Image: Sophia Dagnello, NRAO/AUI/NSF
It’s been four years since the first photograph of a black hole met the public eye. Now, new observations have captured that same black hole ejecting a jet of material—a phenomenon caught live in action for the first time.
Snapping photos: In 2017, astronomers focused the Event Horizon Telescope, a network of radio sensors dispersed across the Earth’s surface to act as one giant Earth-sized telescope, on the black hole at the center of galaxy M87. Two years later, the processed image—a red, fuzzy donut—captured the scientific world’s attention as the first ever direct image of a black hole.
Recently, new analysis of that same data yielded a refined image of that black hole.
To be clear, what we’re seeing in these images is light bending in the intense gravity of the black hole. We can’t see into the heart of the black hole itself (at least, not without breaking the laws of physics).
Astronomers have also captured the jet of material separately from the black hole itself, but never together in the same image showing the relationship between the two.
New profile pic: In a truly international study, researchers across the world used the Global Millimeter VLBI Array (GMVA), the Atacama Large Millimeter/submillimeter Array (ALMA) and the Greenland Telescope (GLT) as one huge virtual telescope to once again tune into the black hole at the center of the M87 galaxy.
Adding ALMA and GLT on top of the central GMVA array allowed the researchers to draw out details they couldn’t have with just one.
“Having these two telescopes [as part of] the global array resulted in a boost in angular resolution by a factor of four in the north-south direction,” Lynn Matthews, a research scientist at MIT Haystack, said in a release. “This greatly improves the level of detail we can see. And in this case, a consequence was a dramatic leap in our understanding of the physics operating near the black hole at the center of the M87 galaxy.”
Where to go from here? With this high level of detail of the black hole and jet expelling from M87*, astronomers can search for details about the physical processes occurring near the black hole.
“We plan to observe the region around the black hole at the centre of M87 at different radio wavelengths to further study the emission of the jet,” says Eduardo Ros from the Max Planck Institute for Radio Astronomy. “The coming years will be exciting, as we will be able to learn more about what happens near one of the most mysterious regions in the Universe.”
Other News from the Cosmos
It’s been a busy week, folks.
InSight, NASA’s bygone seismic Mars probe (RIP), produced data that has now led to detailed observations of the Martian core. The verdict: A smaller, denser liquid iron core than expected.
Phaethon, the unusual asteroid that’s responsible for the Geminid meteor shower, has a tail made of sodium gas—not dust, as previously suggested.
-------------------------
### Requirement a
Answer these questions from the article on the M87 black hole:
(i) In what year did astronomers focus the Event Horizon Telescope on the black hole at the center of galaxy M87?
(ii) By what factor did the two added telescopes boost angular resolution in the north-south direction?
(iii) What is the tail of the asteroid Phaethon made of?
The article and the rows are independent of each other.

Records of labeled points
-------------------------
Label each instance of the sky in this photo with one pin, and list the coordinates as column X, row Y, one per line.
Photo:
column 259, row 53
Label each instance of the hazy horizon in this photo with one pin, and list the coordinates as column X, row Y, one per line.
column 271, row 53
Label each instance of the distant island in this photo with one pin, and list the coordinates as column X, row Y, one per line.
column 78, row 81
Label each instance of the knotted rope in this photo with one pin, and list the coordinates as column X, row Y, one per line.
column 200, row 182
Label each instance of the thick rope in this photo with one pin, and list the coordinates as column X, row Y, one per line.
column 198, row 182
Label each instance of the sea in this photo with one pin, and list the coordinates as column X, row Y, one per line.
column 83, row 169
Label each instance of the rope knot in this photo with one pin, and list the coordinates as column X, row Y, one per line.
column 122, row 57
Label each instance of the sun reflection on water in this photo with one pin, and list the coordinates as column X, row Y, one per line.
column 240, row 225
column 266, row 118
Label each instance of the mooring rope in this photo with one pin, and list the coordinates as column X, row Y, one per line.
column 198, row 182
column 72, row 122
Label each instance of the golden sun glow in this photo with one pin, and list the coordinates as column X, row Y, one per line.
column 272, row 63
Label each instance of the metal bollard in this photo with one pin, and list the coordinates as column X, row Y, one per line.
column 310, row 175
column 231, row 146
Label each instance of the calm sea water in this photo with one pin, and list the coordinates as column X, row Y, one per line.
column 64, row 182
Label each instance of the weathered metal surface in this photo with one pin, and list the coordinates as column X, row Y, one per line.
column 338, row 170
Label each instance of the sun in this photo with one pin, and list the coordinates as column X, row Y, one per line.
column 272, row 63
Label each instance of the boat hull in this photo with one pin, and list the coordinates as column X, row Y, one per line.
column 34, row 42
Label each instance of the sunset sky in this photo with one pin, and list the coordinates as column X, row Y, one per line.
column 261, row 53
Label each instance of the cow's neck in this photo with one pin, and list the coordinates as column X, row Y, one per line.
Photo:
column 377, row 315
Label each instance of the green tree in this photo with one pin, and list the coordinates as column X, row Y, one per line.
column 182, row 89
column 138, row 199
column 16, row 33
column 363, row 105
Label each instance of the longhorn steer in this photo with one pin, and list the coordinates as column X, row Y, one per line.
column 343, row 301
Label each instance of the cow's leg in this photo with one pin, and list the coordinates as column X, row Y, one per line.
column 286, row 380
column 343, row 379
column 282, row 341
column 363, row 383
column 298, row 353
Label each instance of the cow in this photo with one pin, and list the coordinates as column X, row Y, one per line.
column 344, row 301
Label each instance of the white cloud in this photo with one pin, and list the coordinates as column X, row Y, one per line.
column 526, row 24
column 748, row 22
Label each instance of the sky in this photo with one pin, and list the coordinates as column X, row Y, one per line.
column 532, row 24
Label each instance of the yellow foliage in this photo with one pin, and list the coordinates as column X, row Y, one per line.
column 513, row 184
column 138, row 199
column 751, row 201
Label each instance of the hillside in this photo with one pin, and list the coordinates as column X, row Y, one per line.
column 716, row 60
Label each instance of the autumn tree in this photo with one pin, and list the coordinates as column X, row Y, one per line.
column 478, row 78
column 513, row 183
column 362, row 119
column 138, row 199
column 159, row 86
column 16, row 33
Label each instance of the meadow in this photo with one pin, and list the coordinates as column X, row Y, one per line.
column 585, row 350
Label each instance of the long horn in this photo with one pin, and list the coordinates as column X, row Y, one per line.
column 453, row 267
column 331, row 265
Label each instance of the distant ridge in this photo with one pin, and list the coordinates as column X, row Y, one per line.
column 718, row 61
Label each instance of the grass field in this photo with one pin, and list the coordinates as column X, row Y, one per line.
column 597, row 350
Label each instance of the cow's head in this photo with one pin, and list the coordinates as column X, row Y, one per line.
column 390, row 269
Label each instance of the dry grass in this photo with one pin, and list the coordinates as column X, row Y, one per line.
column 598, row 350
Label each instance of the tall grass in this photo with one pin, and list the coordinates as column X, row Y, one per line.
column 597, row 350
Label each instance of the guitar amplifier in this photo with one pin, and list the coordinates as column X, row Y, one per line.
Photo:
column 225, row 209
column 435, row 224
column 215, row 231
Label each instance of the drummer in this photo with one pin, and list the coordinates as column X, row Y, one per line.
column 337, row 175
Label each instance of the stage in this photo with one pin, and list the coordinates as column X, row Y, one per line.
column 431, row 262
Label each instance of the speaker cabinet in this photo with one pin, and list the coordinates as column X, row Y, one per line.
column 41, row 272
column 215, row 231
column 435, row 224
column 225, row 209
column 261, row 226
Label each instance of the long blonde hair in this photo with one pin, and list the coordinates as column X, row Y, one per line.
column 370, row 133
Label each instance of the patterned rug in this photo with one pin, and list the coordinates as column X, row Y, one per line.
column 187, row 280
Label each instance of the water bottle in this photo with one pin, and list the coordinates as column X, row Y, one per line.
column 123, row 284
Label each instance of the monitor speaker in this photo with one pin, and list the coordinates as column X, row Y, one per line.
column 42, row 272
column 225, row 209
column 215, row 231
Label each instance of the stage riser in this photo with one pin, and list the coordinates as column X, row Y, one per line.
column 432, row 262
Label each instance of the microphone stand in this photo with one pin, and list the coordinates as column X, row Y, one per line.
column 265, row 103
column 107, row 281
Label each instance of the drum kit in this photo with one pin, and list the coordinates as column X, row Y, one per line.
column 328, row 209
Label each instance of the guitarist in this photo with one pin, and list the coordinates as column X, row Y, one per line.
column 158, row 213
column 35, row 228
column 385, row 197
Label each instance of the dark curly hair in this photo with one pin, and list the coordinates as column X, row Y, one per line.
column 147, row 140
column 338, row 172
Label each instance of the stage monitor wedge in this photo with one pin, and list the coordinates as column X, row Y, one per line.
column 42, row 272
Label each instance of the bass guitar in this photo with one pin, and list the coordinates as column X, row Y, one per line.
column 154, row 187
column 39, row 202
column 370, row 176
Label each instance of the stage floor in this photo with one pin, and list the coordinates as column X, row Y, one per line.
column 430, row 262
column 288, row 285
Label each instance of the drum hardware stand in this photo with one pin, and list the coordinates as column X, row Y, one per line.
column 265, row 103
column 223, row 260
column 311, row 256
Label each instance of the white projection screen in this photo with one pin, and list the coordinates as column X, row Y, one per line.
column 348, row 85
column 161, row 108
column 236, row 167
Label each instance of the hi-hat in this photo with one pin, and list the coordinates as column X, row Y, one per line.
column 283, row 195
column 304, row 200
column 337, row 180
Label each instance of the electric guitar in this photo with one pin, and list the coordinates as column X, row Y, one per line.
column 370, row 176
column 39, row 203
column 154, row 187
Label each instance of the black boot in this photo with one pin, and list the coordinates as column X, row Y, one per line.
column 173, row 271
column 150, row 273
-------------------------
### Requirement b
In the rows, copy everything from the line containing "Label each instance of the water" down to the line containing "column 123, row 284", including both of those lines, without any changes.

### Answer a
(i) 2017
(ii) A factor of four
(iii) Sodium gas

### Answer b
Label each instance of the water bottle in this photo with one pin, and list the coordinates as column X, row Y, one per line.
column 123, row 284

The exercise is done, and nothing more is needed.